- **Tasks to carry out**
1. Answer these questions from the summary of the scheduling paper below, one letter per line:
(a) What objective does the scheduling aim to minimize?
(b) On what kind of machines are the jobs scheduled?
(c) What algorithm does the paper offer for the conflict-aware problem?
2. Please carry on the summary of the scheduling paper below, starting after its last sentence.

- **Excerpt to read**
━━━

Scheduling on identical machines with conflicts to minimize the mean flow time

TL;DR

This paper studies scheduling jobs with conflict constraints on identical machines to minimize mean flow time, revealing NP-hardness results, identifying solvable cases, and proposing models and algorithms with computational evaluation.

Contribution

It provides new complexity results, polynomial-time solvable cases, and a genetic algorithm for the conflict-aware scheduling problem.

━━━

- **Information provided**
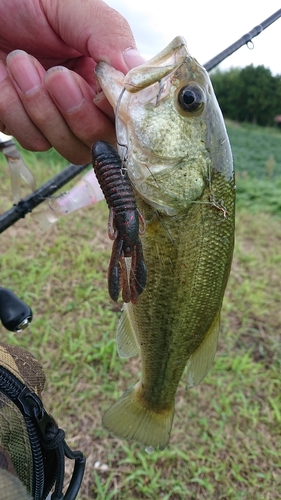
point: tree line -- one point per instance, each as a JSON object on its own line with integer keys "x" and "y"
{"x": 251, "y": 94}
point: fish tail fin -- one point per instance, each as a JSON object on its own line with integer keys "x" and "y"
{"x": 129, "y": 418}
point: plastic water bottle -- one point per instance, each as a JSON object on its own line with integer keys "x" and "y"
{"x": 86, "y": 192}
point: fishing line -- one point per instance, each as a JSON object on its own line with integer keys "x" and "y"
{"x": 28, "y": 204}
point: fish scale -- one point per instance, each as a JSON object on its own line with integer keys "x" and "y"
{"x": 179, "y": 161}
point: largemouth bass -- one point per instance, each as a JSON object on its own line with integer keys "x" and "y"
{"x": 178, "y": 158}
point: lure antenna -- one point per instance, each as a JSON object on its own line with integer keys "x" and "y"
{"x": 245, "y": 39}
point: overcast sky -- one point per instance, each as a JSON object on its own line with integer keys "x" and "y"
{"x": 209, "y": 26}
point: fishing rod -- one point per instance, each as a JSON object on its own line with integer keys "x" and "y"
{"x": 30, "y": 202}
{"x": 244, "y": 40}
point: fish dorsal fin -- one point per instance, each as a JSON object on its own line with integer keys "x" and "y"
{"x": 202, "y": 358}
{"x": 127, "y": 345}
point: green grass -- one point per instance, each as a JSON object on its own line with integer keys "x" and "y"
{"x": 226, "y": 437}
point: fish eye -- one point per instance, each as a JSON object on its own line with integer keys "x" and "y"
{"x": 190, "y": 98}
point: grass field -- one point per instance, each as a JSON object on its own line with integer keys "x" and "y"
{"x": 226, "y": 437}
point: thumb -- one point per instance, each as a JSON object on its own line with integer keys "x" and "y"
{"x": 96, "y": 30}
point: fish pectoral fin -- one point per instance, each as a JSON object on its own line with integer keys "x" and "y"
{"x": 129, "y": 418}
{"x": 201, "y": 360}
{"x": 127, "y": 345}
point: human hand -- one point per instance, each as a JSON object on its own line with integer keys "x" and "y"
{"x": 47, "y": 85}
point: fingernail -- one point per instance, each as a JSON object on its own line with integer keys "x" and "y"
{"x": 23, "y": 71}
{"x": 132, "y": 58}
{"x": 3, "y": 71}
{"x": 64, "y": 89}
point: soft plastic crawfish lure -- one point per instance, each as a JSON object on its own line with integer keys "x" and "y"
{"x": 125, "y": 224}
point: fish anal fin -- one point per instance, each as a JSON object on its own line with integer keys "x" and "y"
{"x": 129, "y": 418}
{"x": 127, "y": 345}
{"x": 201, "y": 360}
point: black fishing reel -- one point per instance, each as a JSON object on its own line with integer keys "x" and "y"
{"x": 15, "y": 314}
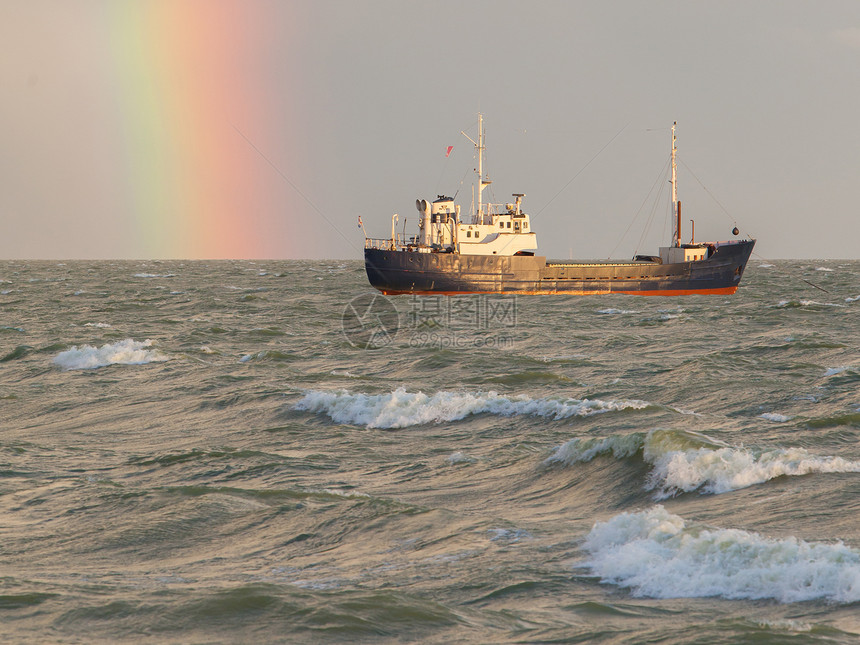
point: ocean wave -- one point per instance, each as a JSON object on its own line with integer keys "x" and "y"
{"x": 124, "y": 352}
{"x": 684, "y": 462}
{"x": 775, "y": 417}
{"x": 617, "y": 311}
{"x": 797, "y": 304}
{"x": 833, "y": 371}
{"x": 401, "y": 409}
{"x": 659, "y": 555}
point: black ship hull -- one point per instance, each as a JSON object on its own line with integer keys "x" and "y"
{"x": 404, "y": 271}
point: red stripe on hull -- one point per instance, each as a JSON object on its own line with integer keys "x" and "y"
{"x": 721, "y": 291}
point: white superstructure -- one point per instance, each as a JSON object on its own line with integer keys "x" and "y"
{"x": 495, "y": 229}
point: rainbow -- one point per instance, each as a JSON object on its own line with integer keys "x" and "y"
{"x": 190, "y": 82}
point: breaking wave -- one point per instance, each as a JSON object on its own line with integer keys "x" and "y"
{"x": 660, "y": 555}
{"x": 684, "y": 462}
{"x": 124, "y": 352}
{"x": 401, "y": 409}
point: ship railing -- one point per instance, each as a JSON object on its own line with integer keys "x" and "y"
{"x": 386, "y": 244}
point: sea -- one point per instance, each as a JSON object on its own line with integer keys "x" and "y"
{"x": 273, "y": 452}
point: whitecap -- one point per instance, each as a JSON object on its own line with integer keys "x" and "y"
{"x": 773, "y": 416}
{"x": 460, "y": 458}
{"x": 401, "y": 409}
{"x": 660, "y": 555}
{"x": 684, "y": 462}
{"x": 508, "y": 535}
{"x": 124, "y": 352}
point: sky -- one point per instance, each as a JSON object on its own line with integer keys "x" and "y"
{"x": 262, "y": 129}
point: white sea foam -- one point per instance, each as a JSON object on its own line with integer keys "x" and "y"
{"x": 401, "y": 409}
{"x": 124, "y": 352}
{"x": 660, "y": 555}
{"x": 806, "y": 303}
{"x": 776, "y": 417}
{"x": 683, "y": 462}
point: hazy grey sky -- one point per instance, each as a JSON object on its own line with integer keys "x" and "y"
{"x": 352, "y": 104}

━━━

- **Answers below**
1.
(a) The mean flow time.
(b) Identical machines.
(c) A genetic algorithm.

2.
Findings

NP-hardness on two machines with conflicts

Polynomial-time solvable cases for specific conflict graphs

Genetic algorithm performs well on benchmark instances

Abstract

This paper addresses the problem of scheduling jobs on identical machines with conflict constraints, where certain jobs cannot be scheduled simultaneously on different machines. We focus on the case where conflicts can be represented by a simple undirected graph, and the objective is to minimize the mean flow time. We show that the problem is NP-hard even on two machines and two distinct processing times. For unit-time jobs, the problem becomes NP-hard when the number of machines increases to three. We also identify polynomial-time solvable cases for specific classes of conflict graphs. For the general problem, we propose mathematical models, lower bounds, and a genetic algorithm. We evaluate their performance through computational experiments on a wide range of instances derived from well-known benchmark instances in the literature.